:: Text block

From Casetext: Smarter Legal Research

People v. Reggie B. (In re I.B.)

APPELLATE COURT OF ILLINOIS FOURTH DISTRICT
Apr 1, 2020
2020 IL App (4th) 190835 (Ill. App. Ct. 2020)

Opinion

NO. 4-19-0835

04-01-2020

In re I.B., a Minor (The People of the State of Illinois, Plaintiff-Appellee, v. Reggie B., Respondent-Appellant).


NOTICE

This order was filed under Supreme Court Rule 23 and may not be cited as precedent by any party except in the limited circumstances allowed under Rule 23(e)(1).

Appeal from the Circuit Court of Sangamon County
No. 15JA185

Honorable Karen S. Tharp, Judge Presiding.

JUSTICE HARRIS delivered the judgment of the court.
Justices Knecht and DeArmond concurred in the judgment.

ORDER

¶ 1 Held: The trial court's finding that respondent was unfit to parent his minor child was not against the manifest weight of the evidence.

¶ 2 On November 21, 2019, the trial court terminated the parental rights of respondent, Reggie B., to his child, I.B. (born April 25, 2009). Respondent appeals, arguing the court's finding that respondent was unfit was against the manifest weight of the evidence. We affirm.

::::
:: Raw data

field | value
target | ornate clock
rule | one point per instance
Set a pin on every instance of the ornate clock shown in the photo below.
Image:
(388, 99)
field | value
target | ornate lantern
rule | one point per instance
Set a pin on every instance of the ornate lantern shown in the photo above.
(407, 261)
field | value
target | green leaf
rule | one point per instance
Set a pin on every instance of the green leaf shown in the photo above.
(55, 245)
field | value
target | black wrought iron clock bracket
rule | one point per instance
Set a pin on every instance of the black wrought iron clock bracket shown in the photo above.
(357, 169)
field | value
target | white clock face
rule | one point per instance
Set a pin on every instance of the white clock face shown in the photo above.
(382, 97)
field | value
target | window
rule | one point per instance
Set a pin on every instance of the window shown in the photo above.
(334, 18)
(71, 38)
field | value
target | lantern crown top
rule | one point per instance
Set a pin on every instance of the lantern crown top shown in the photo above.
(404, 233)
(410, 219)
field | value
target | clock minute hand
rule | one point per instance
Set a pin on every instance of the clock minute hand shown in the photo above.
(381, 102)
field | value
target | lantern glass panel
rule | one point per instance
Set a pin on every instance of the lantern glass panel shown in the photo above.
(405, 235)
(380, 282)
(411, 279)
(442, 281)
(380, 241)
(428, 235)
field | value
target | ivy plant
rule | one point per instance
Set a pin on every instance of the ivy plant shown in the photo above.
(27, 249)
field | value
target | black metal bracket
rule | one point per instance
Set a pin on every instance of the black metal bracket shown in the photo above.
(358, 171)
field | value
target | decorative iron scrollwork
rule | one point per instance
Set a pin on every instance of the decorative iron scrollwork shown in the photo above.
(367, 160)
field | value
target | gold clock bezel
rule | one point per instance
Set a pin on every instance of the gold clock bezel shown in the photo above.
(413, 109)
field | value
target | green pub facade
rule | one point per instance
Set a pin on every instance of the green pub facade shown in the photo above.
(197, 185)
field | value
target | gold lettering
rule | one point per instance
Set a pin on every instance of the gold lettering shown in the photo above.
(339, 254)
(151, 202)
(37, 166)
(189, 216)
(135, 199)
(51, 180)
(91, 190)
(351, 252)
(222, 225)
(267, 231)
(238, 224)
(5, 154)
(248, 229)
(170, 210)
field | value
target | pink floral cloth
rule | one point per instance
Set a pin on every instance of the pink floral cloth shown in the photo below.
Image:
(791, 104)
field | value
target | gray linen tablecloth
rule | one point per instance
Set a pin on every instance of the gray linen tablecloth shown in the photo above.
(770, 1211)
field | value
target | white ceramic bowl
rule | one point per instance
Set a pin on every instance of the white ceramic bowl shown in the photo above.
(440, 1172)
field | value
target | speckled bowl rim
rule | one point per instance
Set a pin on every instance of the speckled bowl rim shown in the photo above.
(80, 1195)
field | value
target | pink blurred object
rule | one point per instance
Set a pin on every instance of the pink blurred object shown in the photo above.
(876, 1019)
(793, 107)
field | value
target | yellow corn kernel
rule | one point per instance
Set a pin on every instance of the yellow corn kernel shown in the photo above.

::::

From the Illinois appellate order, quote word for word the part that begins with "This order was" and ends with "Tharp, Judge Presiding.".

This order was filed under Supreme Court Rule 23 and may not be cited as precedent by any party except in the limited circumstances allowed under Rule 23(e)(1).

Appeal from the Circuit Court of Sangamon County
No. 15JA185

Honorable Karen S. Tharp, Judge Presiding.